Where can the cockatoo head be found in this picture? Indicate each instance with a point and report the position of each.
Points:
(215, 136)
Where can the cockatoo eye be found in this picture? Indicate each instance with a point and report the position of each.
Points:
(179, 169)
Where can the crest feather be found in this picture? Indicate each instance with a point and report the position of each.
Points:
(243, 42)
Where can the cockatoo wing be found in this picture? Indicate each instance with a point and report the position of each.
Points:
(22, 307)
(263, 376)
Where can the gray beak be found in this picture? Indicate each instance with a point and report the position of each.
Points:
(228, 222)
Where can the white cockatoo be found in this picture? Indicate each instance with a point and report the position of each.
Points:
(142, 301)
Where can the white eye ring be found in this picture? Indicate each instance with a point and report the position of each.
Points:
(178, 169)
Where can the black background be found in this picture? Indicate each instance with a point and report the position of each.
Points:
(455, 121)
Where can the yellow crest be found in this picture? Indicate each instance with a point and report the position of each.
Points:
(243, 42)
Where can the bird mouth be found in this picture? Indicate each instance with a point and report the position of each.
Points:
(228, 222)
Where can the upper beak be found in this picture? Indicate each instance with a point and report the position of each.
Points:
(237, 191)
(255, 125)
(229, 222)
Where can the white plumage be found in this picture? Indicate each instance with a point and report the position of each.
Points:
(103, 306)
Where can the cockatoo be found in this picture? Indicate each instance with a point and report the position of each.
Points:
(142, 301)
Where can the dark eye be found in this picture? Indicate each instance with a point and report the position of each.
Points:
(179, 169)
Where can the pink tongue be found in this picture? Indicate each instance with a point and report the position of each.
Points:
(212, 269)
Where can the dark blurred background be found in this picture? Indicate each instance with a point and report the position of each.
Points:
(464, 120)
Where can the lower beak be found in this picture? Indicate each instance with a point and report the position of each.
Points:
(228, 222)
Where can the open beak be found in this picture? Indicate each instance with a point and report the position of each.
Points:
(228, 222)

--

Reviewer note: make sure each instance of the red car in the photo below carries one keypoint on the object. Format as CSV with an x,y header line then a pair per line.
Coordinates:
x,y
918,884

==

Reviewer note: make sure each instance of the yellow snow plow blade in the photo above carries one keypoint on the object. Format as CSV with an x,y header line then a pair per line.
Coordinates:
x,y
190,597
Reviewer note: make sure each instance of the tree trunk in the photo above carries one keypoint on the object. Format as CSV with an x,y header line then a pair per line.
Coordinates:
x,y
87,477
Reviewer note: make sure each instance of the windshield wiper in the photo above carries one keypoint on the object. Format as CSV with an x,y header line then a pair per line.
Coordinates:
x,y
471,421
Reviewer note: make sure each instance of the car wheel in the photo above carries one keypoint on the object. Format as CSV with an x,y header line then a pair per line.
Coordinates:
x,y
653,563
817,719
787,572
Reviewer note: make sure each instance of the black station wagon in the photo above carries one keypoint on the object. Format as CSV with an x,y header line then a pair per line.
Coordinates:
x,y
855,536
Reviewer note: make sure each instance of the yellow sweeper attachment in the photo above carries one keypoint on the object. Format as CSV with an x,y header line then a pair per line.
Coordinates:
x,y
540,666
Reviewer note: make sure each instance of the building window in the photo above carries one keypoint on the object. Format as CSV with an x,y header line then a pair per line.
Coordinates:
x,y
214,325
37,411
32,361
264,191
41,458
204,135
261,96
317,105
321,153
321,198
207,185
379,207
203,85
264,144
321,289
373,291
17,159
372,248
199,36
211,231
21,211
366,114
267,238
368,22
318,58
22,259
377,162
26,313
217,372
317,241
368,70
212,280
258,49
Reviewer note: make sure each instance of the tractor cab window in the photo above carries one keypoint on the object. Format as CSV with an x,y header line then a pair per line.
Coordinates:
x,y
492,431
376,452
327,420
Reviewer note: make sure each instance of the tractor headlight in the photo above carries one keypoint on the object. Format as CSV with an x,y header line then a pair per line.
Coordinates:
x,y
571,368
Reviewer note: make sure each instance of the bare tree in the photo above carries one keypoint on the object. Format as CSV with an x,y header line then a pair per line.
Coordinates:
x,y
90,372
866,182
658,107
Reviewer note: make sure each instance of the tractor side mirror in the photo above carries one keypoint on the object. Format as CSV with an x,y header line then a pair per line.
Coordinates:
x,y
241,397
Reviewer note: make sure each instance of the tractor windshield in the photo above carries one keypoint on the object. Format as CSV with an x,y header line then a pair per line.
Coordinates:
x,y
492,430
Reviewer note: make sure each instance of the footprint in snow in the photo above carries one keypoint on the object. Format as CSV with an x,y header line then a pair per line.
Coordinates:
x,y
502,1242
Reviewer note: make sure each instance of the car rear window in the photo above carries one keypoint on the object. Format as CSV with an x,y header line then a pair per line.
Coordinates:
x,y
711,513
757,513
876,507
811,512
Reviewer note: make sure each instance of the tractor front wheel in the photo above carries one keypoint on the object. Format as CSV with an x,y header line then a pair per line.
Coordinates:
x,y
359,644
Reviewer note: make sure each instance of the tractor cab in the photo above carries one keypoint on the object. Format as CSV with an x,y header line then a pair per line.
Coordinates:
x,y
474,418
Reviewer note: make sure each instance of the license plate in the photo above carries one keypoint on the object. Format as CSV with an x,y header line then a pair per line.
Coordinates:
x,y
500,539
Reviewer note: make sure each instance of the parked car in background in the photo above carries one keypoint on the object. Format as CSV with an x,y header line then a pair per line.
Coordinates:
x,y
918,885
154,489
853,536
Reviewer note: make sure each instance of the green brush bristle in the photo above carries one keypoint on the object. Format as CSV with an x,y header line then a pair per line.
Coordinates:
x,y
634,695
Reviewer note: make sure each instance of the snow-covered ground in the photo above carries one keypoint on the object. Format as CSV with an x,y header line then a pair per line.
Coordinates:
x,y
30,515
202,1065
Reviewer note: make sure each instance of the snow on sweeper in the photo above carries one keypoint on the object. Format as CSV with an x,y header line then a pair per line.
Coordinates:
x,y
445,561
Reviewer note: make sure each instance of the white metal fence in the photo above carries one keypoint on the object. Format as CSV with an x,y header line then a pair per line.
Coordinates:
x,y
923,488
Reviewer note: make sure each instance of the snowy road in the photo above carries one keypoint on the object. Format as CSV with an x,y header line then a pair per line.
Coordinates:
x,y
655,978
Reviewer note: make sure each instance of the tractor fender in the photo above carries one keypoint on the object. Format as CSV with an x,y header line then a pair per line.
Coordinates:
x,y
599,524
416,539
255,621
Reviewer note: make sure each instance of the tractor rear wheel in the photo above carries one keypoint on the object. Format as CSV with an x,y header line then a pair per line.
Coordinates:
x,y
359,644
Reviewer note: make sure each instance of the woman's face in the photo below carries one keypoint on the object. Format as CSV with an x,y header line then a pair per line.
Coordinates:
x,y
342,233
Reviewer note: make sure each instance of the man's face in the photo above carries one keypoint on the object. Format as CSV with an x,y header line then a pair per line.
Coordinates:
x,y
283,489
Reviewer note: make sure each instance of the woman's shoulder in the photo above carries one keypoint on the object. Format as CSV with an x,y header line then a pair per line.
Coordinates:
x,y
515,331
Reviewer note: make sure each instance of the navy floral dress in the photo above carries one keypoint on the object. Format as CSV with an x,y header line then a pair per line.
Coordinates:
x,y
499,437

• **WHAT YOU WILL DO**
Give the number of lines in the listing that hold the string "dark", and supply nothing further.

• **WRITTEN ANSWER**
2